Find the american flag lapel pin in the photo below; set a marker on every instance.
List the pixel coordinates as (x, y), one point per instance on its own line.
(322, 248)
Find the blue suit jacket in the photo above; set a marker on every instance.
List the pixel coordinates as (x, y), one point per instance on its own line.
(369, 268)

__Exercise prompt__.
Convert the material above into a JSON list of strings, with each line as its own string and no blank lines.

__Reply to the exercise__.
[
  "Find the american flag lapel pin in the photo below; set a marker on every instance.",
  "List the pixel coordinates as (x, y), one point per instance on its own line.",
  "(322, 248)",
  "Find the blue suit jacket in the photo above; set a marker on every instance.",
  "List the pixel coordinates as (x, y), one point per instance on its own line.",
  "(369, 268)"
]